Every line from the first in the listing below to the line containing "target: **green tree**" is to be repeated exactly, and no line past it.

# # # # # # #

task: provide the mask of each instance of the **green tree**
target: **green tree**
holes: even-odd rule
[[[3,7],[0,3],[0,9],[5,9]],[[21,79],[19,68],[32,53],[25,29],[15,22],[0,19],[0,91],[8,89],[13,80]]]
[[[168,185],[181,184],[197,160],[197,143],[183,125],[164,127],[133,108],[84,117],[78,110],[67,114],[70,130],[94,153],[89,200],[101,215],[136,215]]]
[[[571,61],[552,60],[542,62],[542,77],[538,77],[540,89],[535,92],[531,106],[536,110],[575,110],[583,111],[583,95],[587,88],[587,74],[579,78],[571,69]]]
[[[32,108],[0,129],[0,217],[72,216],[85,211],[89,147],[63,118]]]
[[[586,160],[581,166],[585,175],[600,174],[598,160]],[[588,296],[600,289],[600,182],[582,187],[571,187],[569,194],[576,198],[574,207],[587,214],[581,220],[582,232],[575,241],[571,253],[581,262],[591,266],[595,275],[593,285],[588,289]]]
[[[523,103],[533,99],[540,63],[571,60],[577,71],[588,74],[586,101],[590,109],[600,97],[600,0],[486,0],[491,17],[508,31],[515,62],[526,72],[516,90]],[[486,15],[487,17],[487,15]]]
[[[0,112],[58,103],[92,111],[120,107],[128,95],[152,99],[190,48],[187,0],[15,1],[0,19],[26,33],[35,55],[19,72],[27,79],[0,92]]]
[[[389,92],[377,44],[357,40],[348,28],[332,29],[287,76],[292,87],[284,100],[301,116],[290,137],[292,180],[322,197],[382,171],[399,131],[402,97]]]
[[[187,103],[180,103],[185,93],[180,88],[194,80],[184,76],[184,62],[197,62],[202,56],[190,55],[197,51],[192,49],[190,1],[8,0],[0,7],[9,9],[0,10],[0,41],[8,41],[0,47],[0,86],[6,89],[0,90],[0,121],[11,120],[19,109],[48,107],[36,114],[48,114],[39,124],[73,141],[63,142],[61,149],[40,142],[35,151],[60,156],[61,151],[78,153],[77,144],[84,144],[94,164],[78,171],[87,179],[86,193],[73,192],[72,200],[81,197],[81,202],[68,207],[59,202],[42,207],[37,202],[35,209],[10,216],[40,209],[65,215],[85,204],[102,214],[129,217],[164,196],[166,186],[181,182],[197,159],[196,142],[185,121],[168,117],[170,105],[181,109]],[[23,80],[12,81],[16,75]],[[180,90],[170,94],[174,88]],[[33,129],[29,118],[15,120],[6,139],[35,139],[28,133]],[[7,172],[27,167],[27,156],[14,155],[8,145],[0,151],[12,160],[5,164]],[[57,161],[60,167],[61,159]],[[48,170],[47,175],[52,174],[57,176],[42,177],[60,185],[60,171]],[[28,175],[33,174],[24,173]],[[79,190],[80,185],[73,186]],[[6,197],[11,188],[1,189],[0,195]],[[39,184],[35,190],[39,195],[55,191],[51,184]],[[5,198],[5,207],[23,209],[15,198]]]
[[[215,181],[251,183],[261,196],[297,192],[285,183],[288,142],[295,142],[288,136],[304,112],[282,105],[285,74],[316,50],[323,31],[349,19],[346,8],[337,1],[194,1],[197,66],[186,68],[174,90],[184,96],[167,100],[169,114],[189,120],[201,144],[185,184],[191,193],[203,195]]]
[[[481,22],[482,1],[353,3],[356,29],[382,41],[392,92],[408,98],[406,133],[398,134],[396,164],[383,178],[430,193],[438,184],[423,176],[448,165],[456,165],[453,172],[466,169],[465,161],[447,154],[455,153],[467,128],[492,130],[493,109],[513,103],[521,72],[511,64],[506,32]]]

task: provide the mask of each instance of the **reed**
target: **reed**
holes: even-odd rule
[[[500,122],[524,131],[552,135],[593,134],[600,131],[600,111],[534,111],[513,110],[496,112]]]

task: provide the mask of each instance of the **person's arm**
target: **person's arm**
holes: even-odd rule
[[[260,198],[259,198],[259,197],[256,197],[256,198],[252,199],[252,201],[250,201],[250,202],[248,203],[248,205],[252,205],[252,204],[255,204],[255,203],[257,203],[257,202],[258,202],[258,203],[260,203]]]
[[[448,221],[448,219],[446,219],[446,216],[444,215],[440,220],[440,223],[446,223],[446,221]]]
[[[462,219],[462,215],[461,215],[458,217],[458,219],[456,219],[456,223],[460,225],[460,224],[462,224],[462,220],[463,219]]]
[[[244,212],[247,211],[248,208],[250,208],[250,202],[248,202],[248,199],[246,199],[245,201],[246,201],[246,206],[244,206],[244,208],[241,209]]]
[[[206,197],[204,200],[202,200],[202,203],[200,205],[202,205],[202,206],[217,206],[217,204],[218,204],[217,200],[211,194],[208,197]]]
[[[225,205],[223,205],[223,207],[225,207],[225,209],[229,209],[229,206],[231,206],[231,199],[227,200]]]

# # # # # # #

- EXERCISE ANSWER:
task: provide the mask of each instance of the **green tree**
target: **green tree**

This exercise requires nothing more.